_PROMPT_.
Beginning with the line where "# test: for every instance of the second" appears, retype every remaining line of the data below, both the first and last included.

_GIVEN DATA_.
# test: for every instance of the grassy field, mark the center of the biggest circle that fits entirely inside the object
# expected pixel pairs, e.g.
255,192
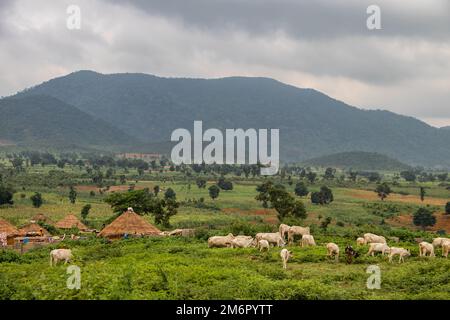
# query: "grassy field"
185,268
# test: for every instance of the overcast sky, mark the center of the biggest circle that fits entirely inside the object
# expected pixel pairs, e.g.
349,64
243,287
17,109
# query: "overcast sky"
320,44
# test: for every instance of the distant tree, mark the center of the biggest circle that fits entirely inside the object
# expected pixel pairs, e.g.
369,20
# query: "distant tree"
424,218
383,190
329,173
72,195
85,211
422,193
214,191
170,194
6,195
301,189
311,176
36,199
408,175
200,182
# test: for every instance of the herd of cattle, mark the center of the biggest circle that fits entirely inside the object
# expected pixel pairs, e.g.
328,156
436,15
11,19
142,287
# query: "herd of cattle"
263,241
376,244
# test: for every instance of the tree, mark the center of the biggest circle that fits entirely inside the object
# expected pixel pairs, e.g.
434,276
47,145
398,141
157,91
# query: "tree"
6,195
170,194
311,176
72,195
200,182
324,196
214,191
301,189
85,211
36,199
383,190
424,218
422,193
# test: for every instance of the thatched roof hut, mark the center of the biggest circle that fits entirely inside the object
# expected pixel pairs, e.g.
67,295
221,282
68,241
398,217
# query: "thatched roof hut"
69,222
10,230
40,217
34,230
129,223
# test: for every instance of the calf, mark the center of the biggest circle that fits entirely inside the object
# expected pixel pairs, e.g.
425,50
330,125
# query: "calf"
57,255
400,252
426,248
285,255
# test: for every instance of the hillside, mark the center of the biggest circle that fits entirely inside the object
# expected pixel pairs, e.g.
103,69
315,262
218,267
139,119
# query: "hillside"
46,121
358,161
311,124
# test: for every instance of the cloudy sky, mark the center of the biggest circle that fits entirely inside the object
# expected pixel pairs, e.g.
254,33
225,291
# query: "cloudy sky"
320,44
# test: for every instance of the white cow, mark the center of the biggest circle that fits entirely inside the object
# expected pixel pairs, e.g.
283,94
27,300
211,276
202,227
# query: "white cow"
308,240
333,250
263,245
273,238
57,255
426,248
373,238
242,242
297,231
220,241
400,252
378,247
283,229
360,241
285,254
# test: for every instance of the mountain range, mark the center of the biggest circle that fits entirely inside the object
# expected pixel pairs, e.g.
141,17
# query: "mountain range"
133,110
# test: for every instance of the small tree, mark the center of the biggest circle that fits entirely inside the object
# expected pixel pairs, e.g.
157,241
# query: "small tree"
422,193
36,199
85,211
301,189
72,195
214,191
424,218
170,194
383,190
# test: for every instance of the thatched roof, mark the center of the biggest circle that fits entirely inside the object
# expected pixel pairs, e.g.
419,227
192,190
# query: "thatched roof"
129,223
41,217
33,229
69,222
8,228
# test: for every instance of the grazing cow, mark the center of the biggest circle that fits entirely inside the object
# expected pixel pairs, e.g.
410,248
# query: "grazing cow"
350,253
263,245
285,254
242,242
283,229
333,251
373,238
378,247
426,248
445,249
220,241
360,241
297,231
273,238
400,252
438,242
308,240
57,255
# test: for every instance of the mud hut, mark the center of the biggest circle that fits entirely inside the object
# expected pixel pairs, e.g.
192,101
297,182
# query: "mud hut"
131,224
9,230
70,222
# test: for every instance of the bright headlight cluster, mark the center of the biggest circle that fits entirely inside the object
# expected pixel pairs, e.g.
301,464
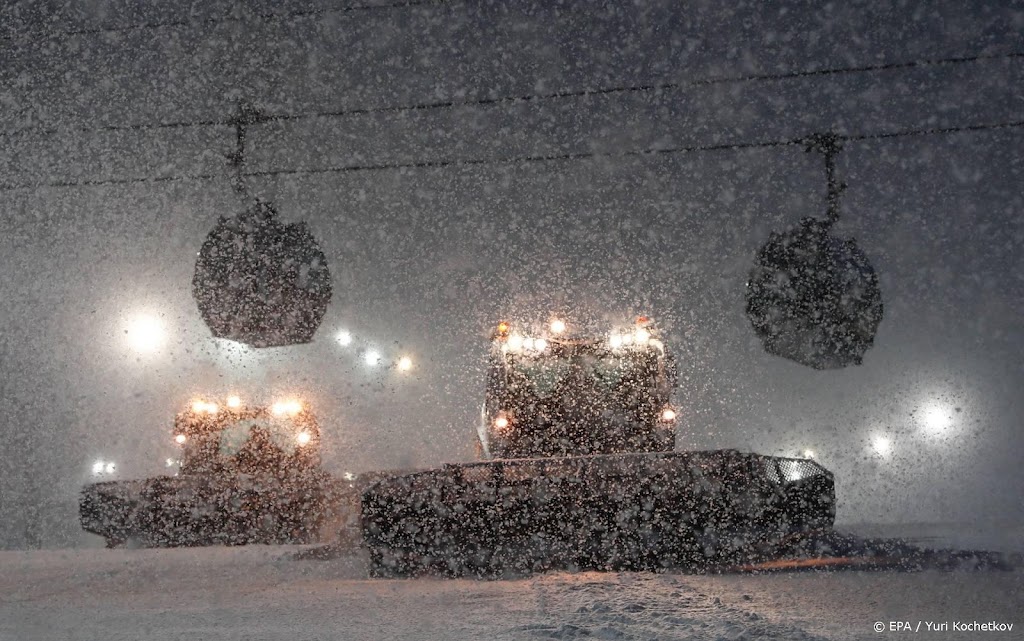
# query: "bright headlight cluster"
202,407
637,338
518,343
103,467
371,356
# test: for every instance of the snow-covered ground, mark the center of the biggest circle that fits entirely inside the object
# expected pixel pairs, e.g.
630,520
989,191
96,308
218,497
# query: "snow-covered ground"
263,593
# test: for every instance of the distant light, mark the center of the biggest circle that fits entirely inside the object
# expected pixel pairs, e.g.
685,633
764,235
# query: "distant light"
937,418
145,333
882,445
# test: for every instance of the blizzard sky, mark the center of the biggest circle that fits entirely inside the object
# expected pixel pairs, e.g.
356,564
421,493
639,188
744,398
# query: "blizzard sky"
427,259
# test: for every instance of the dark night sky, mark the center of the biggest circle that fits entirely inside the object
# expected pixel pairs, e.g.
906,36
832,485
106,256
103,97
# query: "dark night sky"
426,259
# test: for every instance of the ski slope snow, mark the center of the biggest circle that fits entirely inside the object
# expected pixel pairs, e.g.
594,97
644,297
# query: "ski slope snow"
264,593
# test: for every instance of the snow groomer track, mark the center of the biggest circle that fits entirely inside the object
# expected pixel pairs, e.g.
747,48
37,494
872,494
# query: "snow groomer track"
260,592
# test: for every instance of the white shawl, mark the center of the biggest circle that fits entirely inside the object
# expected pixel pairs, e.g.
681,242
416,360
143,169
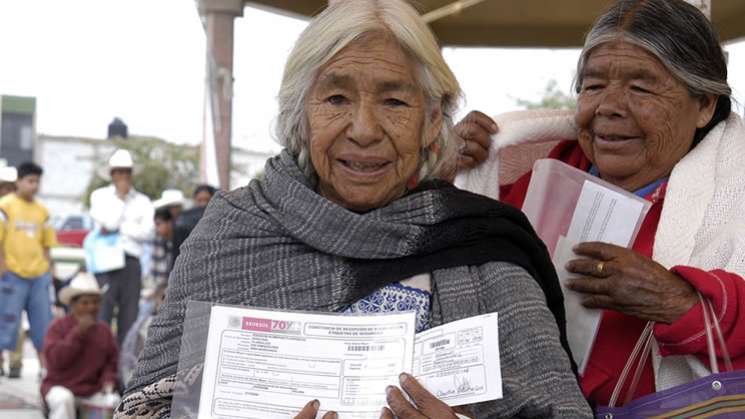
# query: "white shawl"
703,217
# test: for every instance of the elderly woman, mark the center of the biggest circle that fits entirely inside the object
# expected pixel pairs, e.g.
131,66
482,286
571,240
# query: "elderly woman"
350,211
653,117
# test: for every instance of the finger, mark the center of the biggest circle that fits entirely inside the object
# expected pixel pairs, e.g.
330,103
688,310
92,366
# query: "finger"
599,250
483,120
602,302
400,406
428,404
591,267
309,411
466,162
474,132
475,151
590,285
386,414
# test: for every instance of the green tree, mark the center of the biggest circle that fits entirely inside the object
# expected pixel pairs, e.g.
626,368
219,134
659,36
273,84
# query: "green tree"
553,98
159,165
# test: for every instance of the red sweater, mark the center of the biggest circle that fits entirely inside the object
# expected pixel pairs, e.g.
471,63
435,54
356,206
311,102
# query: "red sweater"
618,332
81,363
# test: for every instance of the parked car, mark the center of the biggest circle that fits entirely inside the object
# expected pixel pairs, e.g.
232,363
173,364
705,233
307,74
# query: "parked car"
72,229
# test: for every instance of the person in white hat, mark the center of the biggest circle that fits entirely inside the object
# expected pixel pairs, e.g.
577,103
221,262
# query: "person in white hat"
8,178
81,353
120,209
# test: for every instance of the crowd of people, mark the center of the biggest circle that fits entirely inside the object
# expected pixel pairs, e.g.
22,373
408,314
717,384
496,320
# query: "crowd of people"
84,353
358,214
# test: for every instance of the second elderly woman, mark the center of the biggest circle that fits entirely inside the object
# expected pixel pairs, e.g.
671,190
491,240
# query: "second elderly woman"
653,117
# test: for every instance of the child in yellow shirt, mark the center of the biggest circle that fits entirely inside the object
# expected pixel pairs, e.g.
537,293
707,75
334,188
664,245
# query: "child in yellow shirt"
25,239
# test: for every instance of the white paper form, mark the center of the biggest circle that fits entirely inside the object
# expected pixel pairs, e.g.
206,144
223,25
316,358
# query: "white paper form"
582,322
601,215
458,362
604,215
269,364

_COMPLETE OUTPUT_.
# test: for every instance of the second elderly woman, mark the center of the biggest circle that fits entirely inside the object
# expected pixel pairs, e.g.
671,190
491,240
# query: "second elderly woman"
653,117
# test: for every instance of the child in yellow shirt, mark the center of the biggest circle that fits entirely inside the object
# expected pixel pairs, e.g.
537,293
707,75
334,188
664,245
# query: "child in yellow shirt"
25,239
# test: for every instance of the white paper form, mark the center of the biggest circle that fits entirely inside the object
# expected pixel pairs, e.g.
206,144
223,25
316,358
# query: "white paper form"
582,322
601,215
458,362
604,215
269,364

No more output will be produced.